INPUT ROWS
>> begin

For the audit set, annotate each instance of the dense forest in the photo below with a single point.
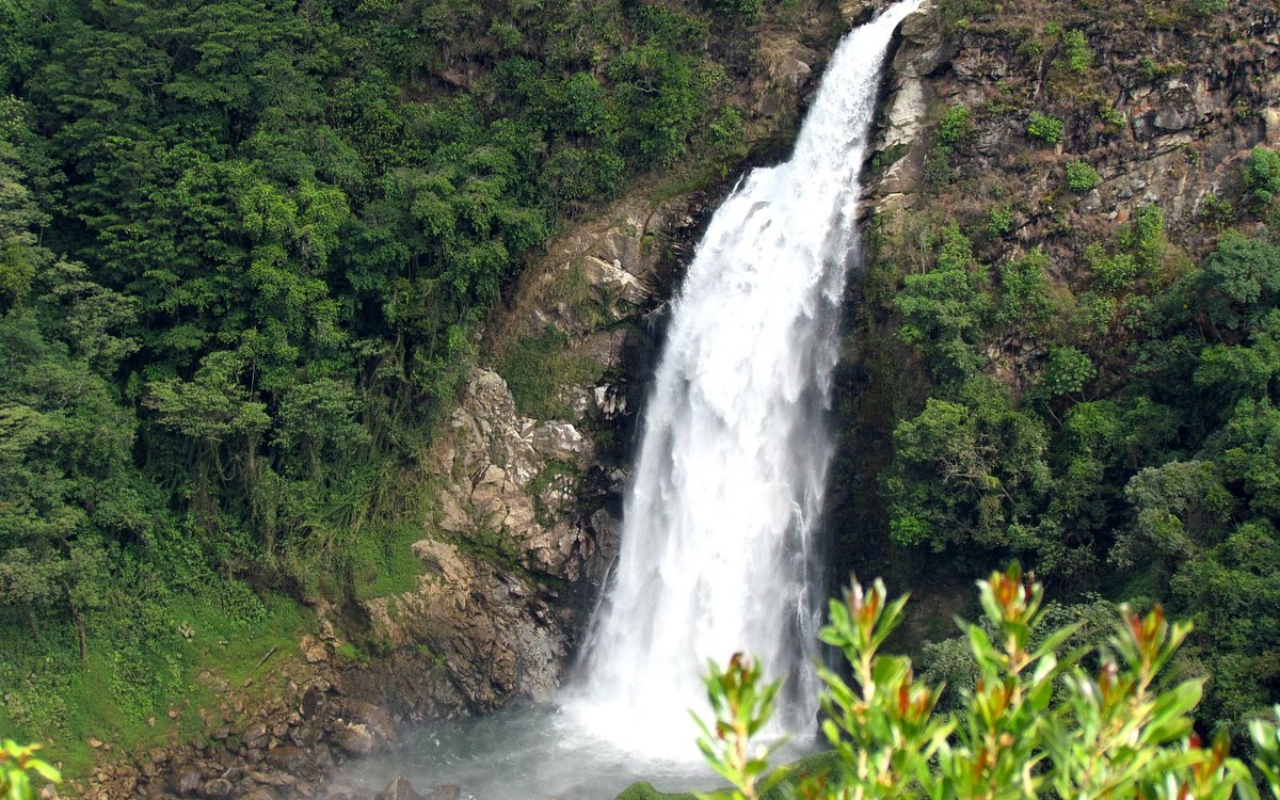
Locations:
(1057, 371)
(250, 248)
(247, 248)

>> end
>> begin

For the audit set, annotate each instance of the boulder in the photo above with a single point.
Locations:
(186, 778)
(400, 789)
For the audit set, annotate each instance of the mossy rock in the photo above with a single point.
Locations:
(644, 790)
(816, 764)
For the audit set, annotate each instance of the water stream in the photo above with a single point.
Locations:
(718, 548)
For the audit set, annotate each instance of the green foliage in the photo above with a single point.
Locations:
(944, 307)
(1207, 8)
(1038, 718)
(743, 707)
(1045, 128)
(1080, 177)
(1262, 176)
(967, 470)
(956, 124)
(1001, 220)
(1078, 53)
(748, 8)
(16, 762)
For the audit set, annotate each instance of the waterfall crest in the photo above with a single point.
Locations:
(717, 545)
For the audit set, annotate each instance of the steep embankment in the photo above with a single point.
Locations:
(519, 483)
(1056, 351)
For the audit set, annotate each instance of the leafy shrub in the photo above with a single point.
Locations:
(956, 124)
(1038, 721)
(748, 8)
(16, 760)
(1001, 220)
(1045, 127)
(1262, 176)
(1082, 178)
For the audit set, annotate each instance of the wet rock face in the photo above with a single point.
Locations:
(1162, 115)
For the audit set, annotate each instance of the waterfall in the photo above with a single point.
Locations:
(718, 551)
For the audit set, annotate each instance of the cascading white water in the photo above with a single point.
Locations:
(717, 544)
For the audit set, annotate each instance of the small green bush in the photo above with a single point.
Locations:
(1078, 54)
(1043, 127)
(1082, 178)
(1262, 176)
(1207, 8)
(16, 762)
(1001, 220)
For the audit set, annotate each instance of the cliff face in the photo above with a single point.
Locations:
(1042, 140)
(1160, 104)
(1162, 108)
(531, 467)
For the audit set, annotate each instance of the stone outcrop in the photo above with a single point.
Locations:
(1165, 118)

>> end

WRITTEN PROBLEM
Retype everything from the line containing "For the audit set, annotate each instance of the stone" down to the line containing "(1165, 118)", with no changes.

EXERCISE OUTPUT
For the audit set, annotate each instance of the stone outcrop in the photo above with a single point.
Locations:
(1165, 118)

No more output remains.